Rewrite the lines below, putting "Goal" wherever "Objective" appears and leaving everything else unchanged.

**MATERIAL SUPPLIED:**
•••••

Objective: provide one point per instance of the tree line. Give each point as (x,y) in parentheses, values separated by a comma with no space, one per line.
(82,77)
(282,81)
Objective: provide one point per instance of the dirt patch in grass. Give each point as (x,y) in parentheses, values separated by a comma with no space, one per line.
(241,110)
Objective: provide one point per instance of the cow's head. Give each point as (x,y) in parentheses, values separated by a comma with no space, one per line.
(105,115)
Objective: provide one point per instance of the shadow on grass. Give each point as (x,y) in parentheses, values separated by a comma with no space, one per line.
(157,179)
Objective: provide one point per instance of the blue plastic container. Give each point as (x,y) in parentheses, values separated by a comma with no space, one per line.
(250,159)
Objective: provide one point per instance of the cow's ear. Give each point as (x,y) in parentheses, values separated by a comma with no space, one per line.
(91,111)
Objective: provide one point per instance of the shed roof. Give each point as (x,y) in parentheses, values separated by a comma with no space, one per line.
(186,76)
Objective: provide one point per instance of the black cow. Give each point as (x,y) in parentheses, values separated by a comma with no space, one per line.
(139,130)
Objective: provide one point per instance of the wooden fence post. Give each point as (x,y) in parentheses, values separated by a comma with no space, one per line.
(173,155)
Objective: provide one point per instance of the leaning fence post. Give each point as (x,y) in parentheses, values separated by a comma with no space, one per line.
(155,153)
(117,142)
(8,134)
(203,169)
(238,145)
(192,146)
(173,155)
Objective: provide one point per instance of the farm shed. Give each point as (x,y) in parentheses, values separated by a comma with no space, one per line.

•••••

**FINISHED EXERCISE:**
Goal: provide one point per instance of the tree line. Give each point as (x,y) in parentheses, values separated by a comma with no space, one per line.
(82,77)
(282,81)
Goal: provide one point per instance of the dirt patch in grass. Give each point as (x,y) in parentheses, values separated by a comma with no space, one per line.
(241,110)
Goal: provide one point per instance of the cow's head. Give each point as (x,y) in parentheses, values separated by a comma with no space, one per line.
(105,115)
Goal: provide one point per instance of the shadow on grass. Give each point as (x,y) in parentheses, values separated by a comma with no space, one per line.
(157,179)
Goal: provide one point per instance of the blue plastic container. Give each point as (x,y) in parentheses, values separated by a comma with no space, one per line.
(250,159)
Goal: provide one point per instance of the cow's ear. Give each point as (x,y) in parentheses, values separated by a comma with no space, one per line.
(91,111)
Goal: provide one point per instance of the shed roof. Give each point as (x,y) in parentheses, values separated by a comma with no space, one per line.
(186,76)
Goal: provide one point per instance of the black cow. Give each point as (x,y) in parentheses, values separated by a comma with no space, one per line.
(139,130)
Goal: provide one point per instance of the wooden fence post. Give each point as (x,y) in parentheses, values separated by a comma with no space, one per line.
(173,155)
Goal: provide one point per instance of the leaning fence post. Give each point as (x,y) in parentheses, values separated by a comma with no space, one per line.
(155,153)
(117,142)
(8,134)
(203,169)
(238,145)
(192,146)
(173,155)
Goal: provide one point per instance of the farm shed. Give each point as (x,y) in parentheses, values separated by a comma with no space, one per line.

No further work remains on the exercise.